WHAT YOU NEED TO DO:
1) According to the value-based care study article, how many payers took part in the national study?
2) Continue the article on the value-based care study from its last sentence.

SOURCE EXTRACT:
● ● ● ●
Change Healthcare study finds value-based care bending the cost curve

June 21, 2018

Value-based care is bending the healthcare cost curve, reducing unnecessary medical costs 5.6% on average while improving care quality and patient engagement—effectively starting to achieve the long-sought triple aim. Despite easing or ending of federal mandates, commercial lines of business are investing in value-based innovation, accelerating the decline of pure fee-for-service faster than previously projected levels. Today, nearly two-thirds of payment are now based on value.

These insights and more are revealed in “Finding the Value: The State of Value-Based Care in 2018,” a new national study of 120 payers conducted by ORC International and commissioned by Change Healthcare. Third in a series, the research follows the company’s 2014 and 2016 studies, which established a baseline for healthcare’s transition to value and made it possible for this new research to look at trends and success metrics, and drill down into operational advancements since the first study was published four years ago.

The research’s top 10 findings:

  1. Payers report success in reducing unnecessary medical costs as a result of their value-based care strategies. Medical cost savings topped 5.6% on average, with almost a quarter of respondents noting savings in excess of 7.5%.
  2. Almost 80% of payers report improvements in care quality, while 64% report improvements in provider relationships and 73% report patient engagement improved—significant headway toward achieving the elusive “triple aim” of healthcare through value-based care initiatives.
  3. For the first time, commercial lines, not government lines of business, are leading adoption, advancement, and innovation of value-based care models and strategies.
● ● ● ●
(Region pointing data)
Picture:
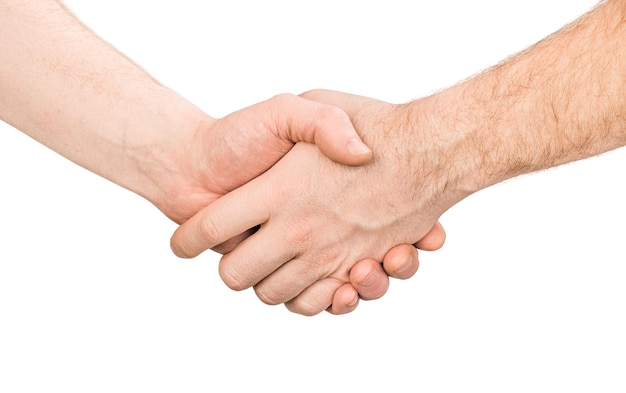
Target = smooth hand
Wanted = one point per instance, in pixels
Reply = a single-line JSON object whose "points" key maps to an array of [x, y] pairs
{"points": [[226, 153], [316, 218]]}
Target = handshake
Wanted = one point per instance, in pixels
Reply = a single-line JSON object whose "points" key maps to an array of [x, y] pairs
{"points": [[300, 207], [313, 200]]}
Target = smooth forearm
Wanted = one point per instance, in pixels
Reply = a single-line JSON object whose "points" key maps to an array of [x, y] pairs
{"points": [[71, 91]]}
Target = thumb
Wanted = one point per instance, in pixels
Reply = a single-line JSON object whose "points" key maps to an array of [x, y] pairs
{"points": [[300, 120]]}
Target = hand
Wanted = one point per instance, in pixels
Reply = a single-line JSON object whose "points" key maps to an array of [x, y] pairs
{"points": [[369, 279], [310, 208], [247, 143]]}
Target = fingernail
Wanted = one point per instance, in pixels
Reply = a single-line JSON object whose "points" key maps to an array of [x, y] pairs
{"points": [[354, 301], [406, 266], [369, 280], [357, 147]]}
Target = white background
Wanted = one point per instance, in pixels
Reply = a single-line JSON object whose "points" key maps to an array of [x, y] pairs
{"points": [[526, 295]]}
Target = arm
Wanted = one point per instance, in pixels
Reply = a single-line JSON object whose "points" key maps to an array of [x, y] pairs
{"points": [[559, 101], [66, 88]]}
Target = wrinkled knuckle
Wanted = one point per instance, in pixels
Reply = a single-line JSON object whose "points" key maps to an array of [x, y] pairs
{"points": [[282, 99], [270, 296], [232, 278], [301, 236], [304, 307], [313, 94], [331, 113], [209, 231]]}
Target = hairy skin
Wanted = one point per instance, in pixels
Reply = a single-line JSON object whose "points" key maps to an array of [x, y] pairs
{"points": [[559, 101], [66, 88]]}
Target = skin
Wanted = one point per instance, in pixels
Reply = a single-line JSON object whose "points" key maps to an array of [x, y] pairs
{"points": [[66, 88], [559, 101]]}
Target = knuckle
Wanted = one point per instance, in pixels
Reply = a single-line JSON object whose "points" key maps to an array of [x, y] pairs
{"points": [[282, 99], [304, 307], [232, 277], [270, 295], [313, 94], [209, 231]]}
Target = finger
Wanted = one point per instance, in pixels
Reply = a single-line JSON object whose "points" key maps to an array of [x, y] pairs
{"points": [[316, 298], [349, 103], [401, 262], [345, 300], [328, 127], [434, 239], [369, 279], [230, 244], [227, 217], [253, 263], [285, 282]]}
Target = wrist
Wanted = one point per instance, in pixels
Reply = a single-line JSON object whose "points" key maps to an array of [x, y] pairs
{"points": [[161, 149]]}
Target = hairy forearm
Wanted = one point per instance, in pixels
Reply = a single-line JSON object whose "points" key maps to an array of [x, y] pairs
{"points": [[561, 100], [71, 91]]}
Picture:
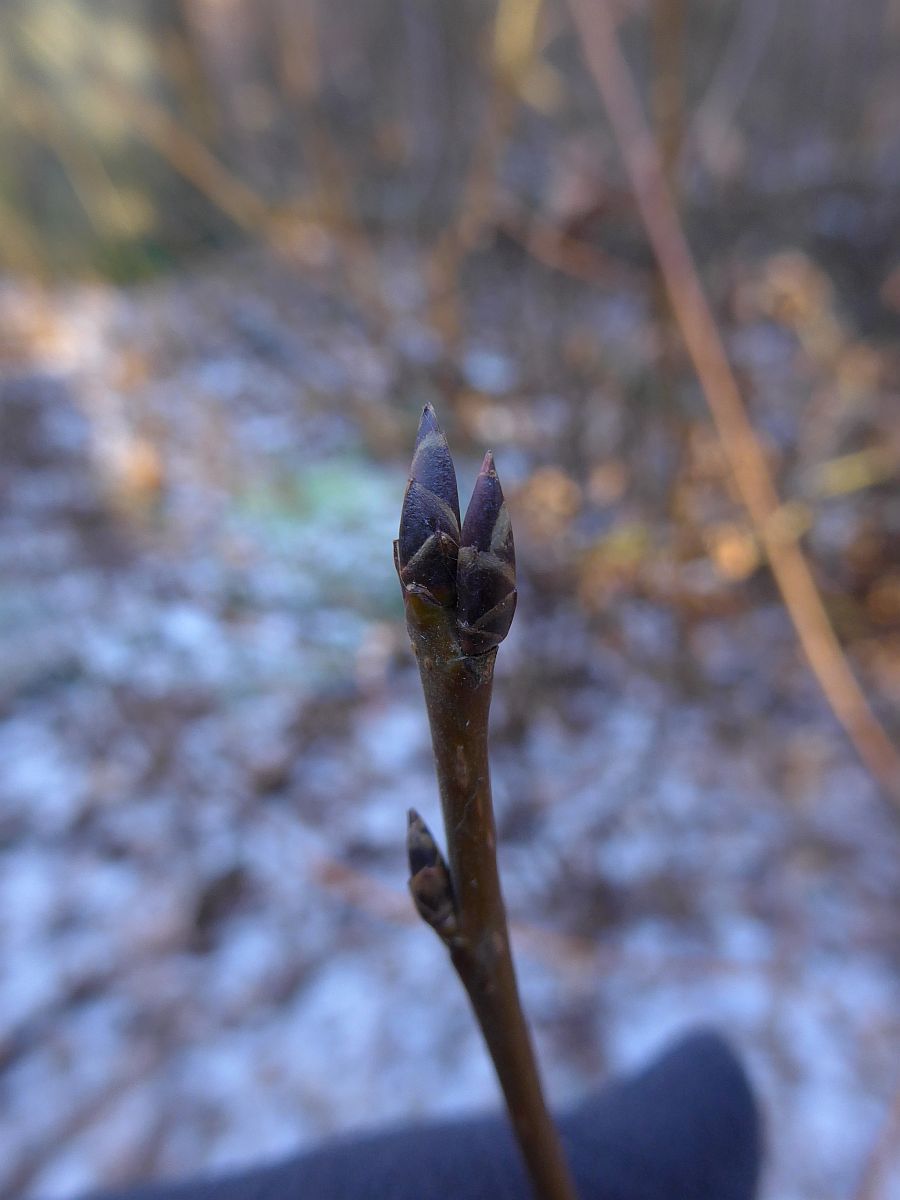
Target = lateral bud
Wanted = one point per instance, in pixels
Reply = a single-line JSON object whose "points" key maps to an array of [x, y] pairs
{"points": [[486, 567], [430, 883]]}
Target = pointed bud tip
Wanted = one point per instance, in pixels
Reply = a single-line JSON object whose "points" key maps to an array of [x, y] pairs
{"points": [[427, 424]]}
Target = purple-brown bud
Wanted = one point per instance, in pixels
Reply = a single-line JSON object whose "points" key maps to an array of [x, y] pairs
{"points": [[486, 567], [427, 546], [430, 877]]}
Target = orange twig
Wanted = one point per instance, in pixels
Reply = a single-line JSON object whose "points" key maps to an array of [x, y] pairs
{"points": [[697, 325]]}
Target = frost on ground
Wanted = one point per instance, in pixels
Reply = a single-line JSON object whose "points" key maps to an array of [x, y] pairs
{"points": [[210, 731]]}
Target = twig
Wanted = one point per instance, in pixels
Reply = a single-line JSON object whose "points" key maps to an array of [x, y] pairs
{"points": [[790, 569], [460, 595]]}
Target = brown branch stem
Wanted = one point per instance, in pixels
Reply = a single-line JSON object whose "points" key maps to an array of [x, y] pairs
{"points": [[457, 694], [790, 569]]}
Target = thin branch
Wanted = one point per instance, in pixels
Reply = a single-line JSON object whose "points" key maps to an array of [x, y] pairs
{"points": [[755, 484], [460, 594]]}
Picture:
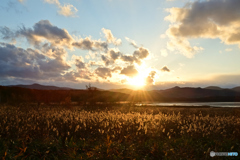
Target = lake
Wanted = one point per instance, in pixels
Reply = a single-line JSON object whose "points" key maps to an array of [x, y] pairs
{"points": [[197, 104]]}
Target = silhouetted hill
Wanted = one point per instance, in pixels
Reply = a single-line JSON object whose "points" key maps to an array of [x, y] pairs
{"points": [[122, 90], [39, 93], [237, 89], [214, 88], [197, 93], [40, 87]]}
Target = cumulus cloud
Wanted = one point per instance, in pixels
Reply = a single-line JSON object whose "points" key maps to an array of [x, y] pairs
{"points": [[132, 42], [129, 71], [42, 30], [29, 63], [65, 10], [114, 54], [88, 44], [164, 52], [79, 62], [110, 38], [137, 57], [106, 60], [151, 77], [228, 49], [47, 61], [103, 72], [204, 19], [141, 53], [165, 69]]}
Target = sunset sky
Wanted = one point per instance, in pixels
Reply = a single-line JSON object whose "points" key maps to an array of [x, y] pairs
{"points": [[138, 44]]}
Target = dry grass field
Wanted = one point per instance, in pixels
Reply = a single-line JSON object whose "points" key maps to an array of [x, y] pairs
{"points": [[117, 132]]}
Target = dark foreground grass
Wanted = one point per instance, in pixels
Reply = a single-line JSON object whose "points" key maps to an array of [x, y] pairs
{"points": [[117, 132]]}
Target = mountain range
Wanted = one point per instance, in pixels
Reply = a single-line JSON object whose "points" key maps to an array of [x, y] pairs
{"points": [[211, 93]]}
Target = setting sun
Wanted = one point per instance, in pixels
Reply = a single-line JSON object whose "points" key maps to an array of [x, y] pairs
{"points": [[138, 81]]}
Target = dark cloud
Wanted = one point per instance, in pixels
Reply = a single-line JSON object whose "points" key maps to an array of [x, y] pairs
{"points": [[129, 71], [29, 63], [204, 19], [165, 69]]}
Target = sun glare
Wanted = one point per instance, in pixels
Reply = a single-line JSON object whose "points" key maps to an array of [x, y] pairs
{"points": [[139, 80]]}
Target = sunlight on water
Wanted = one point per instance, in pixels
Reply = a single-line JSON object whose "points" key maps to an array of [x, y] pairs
{"points": [[196, 104]]}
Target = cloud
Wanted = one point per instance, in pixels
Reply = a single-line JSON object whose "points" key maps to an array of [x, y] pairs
{"points": [[204, 19], [110, 38], [79, 62], [65, 10], [164, 53], [129, 71], [132, 42], [42, 30], [228, 49], [137, 57], [29, 63], [150, 78], [165, 69], [88, 44], [106, 60], [103, 72], [114, 54], [141, 53]]}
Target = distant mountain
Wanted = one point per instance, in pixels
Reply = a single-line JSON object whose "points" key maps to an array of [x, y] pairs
{"points": [[214, 88], [193, 93], [122, 90], [237, 89], [40, 87]]}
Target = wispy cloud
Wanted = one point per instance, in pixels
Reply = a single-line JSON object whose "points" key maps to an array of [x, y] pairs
{"points": [[66, 10], [203, 19]]}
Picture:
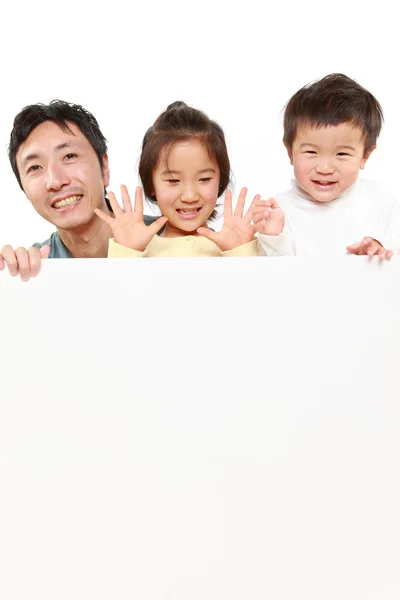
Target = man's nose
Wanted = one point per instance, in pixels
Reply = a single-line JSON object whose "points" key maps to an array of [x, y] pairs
{"points": [[57, 177]]}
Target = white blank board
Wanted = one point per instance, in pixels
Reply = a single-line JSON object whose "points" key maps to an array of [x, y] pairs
{"points": [[175, 429]]}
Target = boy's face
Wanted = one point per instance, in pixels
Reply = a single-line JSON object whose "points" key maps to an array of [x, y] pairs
{"points": [[327, 160]]}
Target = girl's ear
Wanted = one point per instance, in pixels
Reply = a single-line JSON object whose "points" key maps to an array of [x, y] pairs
{"points": [[366, 157]]}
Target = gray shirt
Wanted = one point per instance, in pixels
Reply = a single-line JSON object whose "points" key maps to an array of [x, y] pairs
{"points": [[59, 250]]}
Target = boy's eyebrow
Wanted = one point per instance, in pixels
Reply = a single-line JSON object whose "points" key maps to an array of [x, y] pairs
{"points": [[173, 172], [36, 155], [344, 146]]}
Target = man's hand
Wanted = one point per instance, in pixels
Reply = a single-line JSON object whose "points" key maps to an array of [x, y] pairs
{"points": [[24, 262], [370, 247], [268, 217]]}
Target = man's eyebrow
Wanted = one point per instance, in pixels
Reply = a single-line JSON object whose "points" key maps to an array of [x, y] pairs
{"points": [[36, 155]]}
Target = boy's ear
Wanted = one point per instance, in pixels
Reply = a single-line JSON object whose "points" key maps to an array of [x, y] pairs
{"points": [[290, 154], [366, 157]]}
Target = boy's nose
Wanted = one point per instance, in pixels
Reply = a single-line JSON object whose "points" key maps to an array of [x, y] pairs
{"points": [[325, 167]]}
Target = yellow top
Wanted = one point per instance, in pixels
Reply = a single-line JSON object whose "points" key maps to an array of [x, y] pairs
{"points": [[186, 246]]}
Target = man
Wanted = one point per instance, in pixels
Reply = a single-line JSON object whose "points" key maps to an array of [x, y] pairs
{"points": [[59, 157]]}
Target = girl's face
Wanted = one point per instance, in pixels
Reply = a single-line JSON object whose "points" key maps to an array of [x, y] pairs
{"points": [[186, 183]]}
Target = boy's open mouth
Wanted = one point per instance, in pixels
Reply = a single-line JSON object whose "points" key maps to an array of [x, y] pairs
{"points": [[324, 183]]}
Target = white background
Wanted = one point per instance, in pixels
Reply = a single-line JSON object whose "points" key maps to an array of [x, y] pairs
{"points": [[175, 429], [239, 62]]}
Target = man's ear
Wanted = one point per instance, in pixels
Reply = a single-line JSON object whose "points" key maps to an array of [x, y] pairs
{"points": [[106, 171], [366, 156]]}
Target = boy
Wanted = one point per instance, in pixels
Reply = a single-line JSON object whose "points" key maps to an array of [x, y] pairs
{"points": [[330, 129]]}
● ● ● ●
RESPONSES BY ITEM NUMBER:
1) 120 payers

2)
  4. Pure fee-for-service is fading faster than predicted in past studies, now accounting for only 37.2% of reimbursement, and projected to dip below 26% by 2021.
  5. Innovation agility remains a problem, with only 21% of payers capable of rolling out a new episode of care program in three to six months. Over a third of payers need up to a year to launch a new program, 21% require up to 18 months, and 13% need up to 24 months or more—more than enough time for conditions to change in a fast-moving healthcare market.
  6. Payers are struggling to engage providers in episode-of-care programs, with 43% to 58% reporting it is very or extremely difficult to: generate interest among providers to participate; agree on episode definitions; and gain consensus on budgets, risk/gain sharing, and performance metrics.
  7. Exceptional medical cost savings are motivating 66% of payers to invest in administrative staff to support future growth of episode-of-care programs.
  8. A third to half of payers find episode-of-care models very to extremely effective at improving care quality, across all types of episodes.
  9. Episode models deliver savings from 5% to 5.4% on average, depending on the episode type. Some payers report savings as high as 7.5% or more
  10. Over half of payers are not very satisfied with their current value-based analytics, automation, and reporting capabilities—despite the fact that many of these are designed and developed in house.